EXERCISE DETAILS – Can you rewrite the part of the material that opens with the line containing "of the engraved" and closes at the end of the material, putting "task" in place of "exercise" and leaving everything else unchanged?

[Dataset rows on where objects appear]
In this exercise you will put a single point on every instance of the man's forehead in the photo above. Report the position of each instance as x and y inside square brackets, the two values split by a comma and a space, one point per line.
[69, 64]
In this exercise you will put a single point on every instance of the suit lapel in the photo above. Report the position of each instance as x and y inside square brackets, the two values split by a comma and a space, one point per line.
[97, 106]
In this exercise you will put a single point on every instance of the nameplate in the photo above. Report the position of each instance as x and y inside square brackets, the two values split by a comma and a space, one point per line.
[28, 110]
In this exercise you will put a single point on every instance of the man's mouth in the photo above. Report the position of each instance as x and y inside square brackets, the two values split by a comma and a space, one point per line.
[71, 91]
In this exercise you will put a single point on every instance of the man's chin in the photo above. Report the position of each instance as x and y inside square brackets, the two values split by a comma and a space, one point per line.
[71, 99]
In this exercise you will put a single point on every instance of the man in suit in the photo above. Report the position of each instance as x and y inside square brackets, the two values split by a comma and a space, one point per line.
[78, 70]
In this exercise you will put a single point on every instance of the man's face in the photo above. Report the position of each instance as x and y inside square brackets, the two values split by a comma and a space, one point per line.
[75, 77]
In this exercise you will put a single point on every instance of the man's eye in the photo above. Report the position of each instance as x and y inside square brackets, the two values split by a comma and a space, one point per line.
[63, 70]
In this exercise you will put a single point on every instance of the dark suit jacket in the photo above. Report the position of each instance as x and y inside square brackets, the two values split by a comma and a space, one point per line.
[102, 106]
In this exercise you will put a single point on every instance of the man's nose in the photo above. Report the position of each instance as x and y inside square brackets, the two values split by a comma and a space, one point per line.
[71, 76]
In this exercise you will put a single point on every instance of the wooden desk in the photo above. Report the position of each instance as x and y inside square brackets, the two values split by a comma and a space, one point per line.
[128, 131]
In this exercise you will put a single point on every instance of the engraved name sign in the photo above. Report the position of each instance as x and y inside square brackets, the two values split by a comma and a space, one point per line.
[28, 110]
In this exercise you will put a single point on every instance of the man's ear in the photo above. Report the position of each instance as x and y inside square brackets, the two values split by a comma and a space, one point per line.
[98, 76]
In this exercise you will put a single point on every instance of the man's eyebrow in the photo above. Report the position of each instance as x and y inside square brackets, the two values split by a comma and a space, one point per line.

RESULT OF THE EXERCISE –
In this task you will put a single point on every instance of the engraved name sign in the photo above. Report the position of each instance as x and y inside square brackets, the two values split by a comma and a space, one point per line.
[28, 110]
In this task you will put a single point on every instance of the man's ear in the photo above. Report the position of each instance as x and y inside square brackets, the two values split by a comma and a space, one point per line.
[98, 76]
In this task you will put a single point on every instance of the man's eyebrow in the photo above. Report the position of each instance as x and y inside square brackets, the two values split by a comma and a space, one point per line.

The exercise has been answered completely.